* **What is expected**
Would you retype all of these records exactly?

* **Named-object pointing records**

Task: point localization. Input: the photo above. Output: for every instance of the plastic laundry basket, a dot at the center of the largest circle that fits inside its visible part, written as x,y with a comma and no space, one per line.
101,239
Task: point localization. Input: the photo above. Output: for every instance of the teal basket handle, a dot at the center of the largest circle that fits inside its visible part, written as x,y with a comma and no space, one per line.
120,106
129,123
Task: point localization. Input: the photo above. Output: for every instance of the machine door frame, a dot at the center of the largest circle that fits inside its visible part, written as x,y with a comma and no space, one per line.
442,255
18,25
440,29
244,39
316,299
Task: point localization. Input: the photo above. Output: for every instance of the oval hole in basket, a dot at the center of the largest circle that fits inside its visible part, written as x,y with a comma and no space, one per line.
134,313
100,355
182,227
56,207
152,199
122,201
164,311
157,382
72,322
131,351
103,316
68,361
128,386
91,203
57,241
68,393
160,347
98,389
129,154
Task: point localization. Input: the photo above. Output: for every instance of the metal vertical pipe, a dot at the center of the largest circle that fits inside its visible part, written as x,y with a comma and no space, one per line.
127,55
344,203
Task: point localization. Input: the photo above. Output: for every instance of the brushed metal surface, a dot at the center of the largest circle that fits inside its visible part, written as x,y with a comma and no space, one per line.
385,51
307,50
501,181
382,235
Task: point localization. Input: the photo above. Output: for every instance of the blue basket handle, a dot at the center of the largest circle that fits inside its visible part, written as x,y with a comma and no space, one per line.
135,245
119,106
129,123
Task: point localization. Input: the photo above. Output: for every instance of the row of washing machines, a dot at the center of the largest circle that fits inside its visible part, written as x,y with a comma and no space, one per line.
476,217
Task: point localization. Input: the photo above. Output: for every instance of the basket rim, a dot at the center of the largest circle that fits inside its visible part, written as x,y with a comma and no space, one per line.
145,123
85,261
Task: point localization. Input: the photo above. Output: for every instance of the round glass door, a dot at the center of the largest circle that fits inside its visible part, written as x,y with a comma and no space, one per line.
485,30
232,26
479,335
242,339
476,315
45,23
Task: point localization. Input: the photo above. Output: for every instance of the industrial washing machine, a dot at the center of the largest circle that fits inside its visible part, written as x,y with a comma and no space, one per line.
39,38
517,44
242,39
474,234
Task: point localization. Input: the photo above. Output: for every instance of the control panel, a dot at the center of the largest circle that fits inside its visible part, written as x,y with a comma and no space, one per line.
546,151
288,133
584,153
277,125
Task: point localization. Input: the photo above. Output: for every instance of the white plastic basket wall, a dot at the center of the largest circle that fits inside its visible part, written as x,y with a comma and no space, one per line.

* **Completed task**
Task: point localization. Input: the photo above. Output: for every instance of the plastic laundry basket, a dot at the center of the largest circle that fits inside its visible part, written as x,y with a comma and no space, one per line.
101,239
Task: point localization. Input: the photo above. Output: for every instance of the teal basket handle, a dot at the center of the largest circle that fits inside its visible part, written as x,y with a comma and no space, one per line.
120,106
129,123
Task: point localization. Input: the photo above. Output: for every instance of the machine door frame, a dot at the center of the largest circle that fits inside its visible part, written as x,y with a comma and no space, one per line.
442,255
18,25
440,29
244,39
316,299
Task: point localization. Input: the photo above. Output: for every instance of the oval hole in basket, a dot at the center of the largest circle that fits inside its visible part, written as x,y with a comma and no space, one per line.
134,313
100,355
182,227
56,207
152,199
122,201
164,311
157,382
72,322
131,351
103,316
68,361
128,386
91,203
57,241
68,393
160,347
98,389
129,154
Task: point localization. Input: the photo above. Output: for every instance of the metal vertical pipe, a dot at the center of the largest circle that fits inside its visible part, written as x,y with a comma and no space, one per line.
127,55
344,203
Task: point localization. Input: the photo above. Output: for every instance of the brushed metal surface, a dot at the center of the largest circle that fits inside its visible part, written as x,y with a comma and no space, one per line.
385,51
307,50
501,181
382,235
Task: point localization. Input: the photo above. Output: for every instance of the blue basket handle, a dot at the center of the largest circle that fits inside its visible part, written as x,y with a comma and no space, one per line.
135,245
119,106
129,123
Task: point localization. Input: the photo above. Output: for every instance of the row of washing machines, a dot at the center of the largest circle that fits inside its visible part, written as x,y with a comma and no space, one per line.
476,217
Task: point localization. Input: the photo above. Output: for every instance of the basket rim, a dot at the center of the largest circle that fits inside its visible part, written as x,y with a comma and no space, one per line.
145,123
85,261
Task: point localization. Input: the photo above. Output: for every instance of the round glass door, a dot at the center of the largest circle that fits inside its visible part, written as x,y with a comma and no space, one per line.
485,30
232,26
479,335
242,339
476,315
45,23
Task: point localization. Input: the photo above. Output: for every instance of the industrial washing machine, a dot at the center of the largest circle that fits inside its visible part, written as x,y with a comma and no space, one per line.
39,38
517,44
242,39
474,234
Task: point localization. Input: the photo above. Output: for every instance of the control panel, a dot at the center of the largest circle that fits inside its visible part, written as x,y with a comma and no space, one per line.
546,151
288,133
584,153
277,125
Task: point localization. Input: the photo above. Output: for every instance of the white plastic basket wall, a dot at the center of the largest circle that fits inside its visible part, written as x,y with a comma and no space, one per line.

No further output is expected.